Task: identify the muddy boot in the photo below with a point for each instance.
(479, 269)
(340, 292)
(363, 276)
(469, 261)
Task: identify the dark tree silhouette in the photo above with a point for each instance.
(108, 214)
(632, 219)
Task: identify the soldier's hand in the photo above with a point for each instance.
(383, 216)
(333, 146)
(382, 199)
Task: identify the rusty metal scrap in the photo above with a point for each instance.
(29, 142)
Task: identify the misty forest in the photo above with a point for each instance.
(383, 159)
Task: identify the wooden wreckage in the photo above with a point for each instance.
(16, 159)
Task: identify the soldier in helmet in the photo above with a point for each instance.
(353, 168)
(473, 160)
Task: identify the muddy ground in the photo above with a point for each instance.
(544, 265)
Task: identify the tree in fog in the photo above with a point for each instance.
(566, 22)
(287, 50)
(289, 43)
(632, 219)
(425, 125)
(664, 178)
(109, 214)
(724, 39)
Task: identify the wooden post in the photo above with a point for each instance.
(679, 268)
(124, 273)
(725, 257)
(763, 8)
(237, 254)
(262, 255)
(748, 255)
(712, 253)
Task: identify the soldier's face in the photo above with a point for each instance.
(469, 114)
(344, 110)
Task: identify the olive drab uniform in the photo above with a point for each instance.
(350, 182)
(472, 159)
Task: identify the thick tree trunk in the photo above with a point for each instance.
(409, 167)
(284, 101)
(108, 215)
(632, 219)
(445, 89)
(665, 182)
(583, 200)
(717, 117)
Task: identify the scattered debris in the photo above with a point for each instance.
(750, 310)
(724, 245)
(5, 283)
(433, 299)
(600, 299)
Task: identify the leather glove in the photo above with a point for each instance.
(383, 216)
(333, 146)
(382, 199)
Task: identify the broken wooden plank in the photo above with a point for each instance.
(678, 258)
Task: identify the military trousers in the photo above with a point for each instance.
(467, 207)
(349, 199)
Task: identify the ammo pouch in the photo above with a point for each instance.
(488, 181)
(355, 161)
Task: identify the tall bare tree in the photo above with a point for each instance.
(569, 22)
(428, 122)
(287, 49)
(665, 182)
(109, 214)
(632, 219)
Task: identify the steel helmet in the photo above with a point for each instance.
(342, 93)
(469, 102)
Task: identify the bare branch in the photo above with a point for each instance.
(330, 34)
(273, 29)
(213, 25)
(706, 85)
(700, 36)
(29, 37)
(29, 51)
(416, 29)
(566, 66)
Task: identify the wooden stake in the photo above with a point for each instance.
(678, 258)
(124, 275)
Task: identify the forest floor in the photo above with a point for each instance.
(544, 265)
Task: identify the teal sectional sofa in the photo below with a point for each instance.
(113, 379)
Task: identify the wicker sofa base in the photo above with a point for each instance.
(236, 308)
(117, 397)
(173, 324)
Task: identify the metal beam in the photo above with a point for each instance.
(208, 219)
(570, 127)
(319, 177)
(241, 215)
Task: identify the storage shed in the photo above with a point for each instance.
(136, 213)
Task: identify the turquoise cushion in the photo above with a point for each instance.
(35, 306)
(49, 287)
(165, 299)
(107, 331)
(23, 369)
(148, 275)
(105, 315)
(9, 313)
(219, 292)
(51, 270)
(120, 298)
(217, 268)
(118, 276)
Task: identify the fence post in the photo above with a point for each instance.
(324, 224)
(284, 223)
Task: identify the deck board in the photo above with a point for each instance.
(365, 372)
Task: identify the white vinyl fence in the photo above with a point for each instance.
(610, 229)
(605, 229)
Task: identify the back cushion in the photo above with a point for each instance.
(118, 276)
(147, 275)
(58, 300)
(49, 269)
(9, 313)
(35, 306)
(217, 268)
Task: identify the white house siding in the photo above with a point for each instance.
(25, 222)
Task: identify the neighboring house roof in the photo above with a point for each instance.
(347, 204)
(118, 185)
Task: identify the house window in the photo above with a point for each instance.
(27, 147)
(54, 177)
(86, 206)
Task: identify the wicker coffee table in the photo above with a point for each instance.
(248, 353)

------

__WRITTEN INSTRUCTION__
Copy out, word for word, everything from the row containing "Task: identify the back" down to the last row, including both ends.

__ANSWER FOR THE TASK__
Task: identify the back cushion in the photo above with a point for each instance.
(118, 276)
(147, 275)
(58, 300)
(49, 269)
(9, 313)
(35, 306)
(217, 268)
Task: identify the white house siding in the photo above with a point for each instance.
(25, 222)
Task: identify the neighboring house roof in the photo above with a point for each instance.
(347, 204)
(118, 185)
Task: identify the house window in the photo above with a point for each instance.
(27, 147)
(54, 177)
(86, 206)
Task: identify the wicker coffee table in the photo above with a point for each instance.
(248, 353)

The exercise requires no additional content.